- Born: August 1, 1976 (age 49) Seogwipo, South Korea
- Education: Cheonan University - Piano
- Occupation: Actor
- Years active: 1996–1999, 2001–2013
- Agent: H8 Company

Korean name
- Hangul: 김남진
- Hanja: 金男眞
- RR: Gim Namjin
- MR: Kim Namjin

= Kim Nam-jin =

South Korean actor (born 1976)

Kim Nam-jin (born August 1, 1976) is a South Korean actor. Kim began his entertainment career as a model, having walked the runway for Jang Kwang-hyo's Seoul Fashion Artists Association show in 1996 and appeared in advertisements for casual wear brand Storm in 1997. He began acting in 2002, and has since played leading roles in the romantic comedy film Spring Bears Love (2003), and several television dramas, including Ice Girl (2005), New Wise Mother, Good Wife (2007), Fly High (2007), and Don't Be Swayed (2008).

* _EXCERPTED RECORDS_:

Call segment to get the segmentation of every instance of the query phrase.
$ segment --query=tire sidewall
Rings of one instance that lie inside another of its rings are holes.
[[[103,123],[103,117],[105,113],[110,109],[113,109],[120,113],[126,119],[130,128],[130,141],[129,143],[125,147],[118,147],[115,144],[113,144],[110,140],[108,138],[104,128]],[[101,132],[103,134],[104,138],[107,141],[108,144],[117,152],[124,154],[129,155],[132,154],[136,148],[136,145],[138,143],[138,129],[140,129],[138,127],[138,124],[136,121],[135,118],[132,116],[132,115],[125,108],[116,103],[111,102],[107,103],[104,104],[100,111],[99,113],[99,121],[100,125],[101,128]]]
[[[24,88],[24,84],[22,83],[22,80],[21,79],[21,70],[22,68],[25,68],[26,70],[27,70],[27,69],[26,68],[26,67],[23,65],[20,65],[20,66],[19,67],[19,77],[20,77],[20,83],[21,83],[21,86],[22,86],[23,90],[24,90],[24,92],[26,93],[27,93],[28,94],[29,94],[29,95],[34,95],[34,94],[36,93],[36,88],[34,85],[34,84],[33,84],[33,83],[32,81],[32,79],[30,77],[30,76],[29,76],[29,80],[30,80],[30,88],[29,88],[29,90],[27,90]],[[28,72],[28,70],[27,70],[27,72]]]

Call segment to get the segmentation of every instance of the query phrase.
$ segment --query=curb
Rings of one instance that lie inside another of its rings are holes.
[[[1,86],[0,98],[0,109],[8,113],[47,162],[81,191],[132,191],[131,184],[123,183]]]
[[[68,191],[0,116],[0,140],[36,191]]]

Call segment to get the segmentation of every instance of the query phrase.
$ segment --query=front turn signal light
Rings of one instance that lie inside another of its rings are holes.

* _TASK INSTRUCTIONS_: Copy the part of the Kim Nam-jin profile that begins at the words "Korean name" and stops after "Be Swayed (2008).", swapping "romantic comedy" for "musical drama".

* _THE OUTPUT_:
Korean name
- Hangul: 김남진
- Hanja: 金男眞
- RR: Gim Namjin
- MR: Kim Namjin

= Kim Nam-jin =

South Korean actor (born 1976)

Kim Nam-jin (born August 1, 1976) is a South Korean actor. Kim began his entertainment career as a model, having walked the runway for Jang Kwang-hyo's Seoul Fashion Artists Association show in 1996 and appeared in advertisements for casual wear brand Storm in 1997. He began acting in 2002, and has since played leading roles in the musical drama film Spring Bears Love (2003), and several television dramas, including Ice Girl (2005), New Wise Mother, Good Wife (2007), Fly High (2007), and Don't Be Swayed (2008).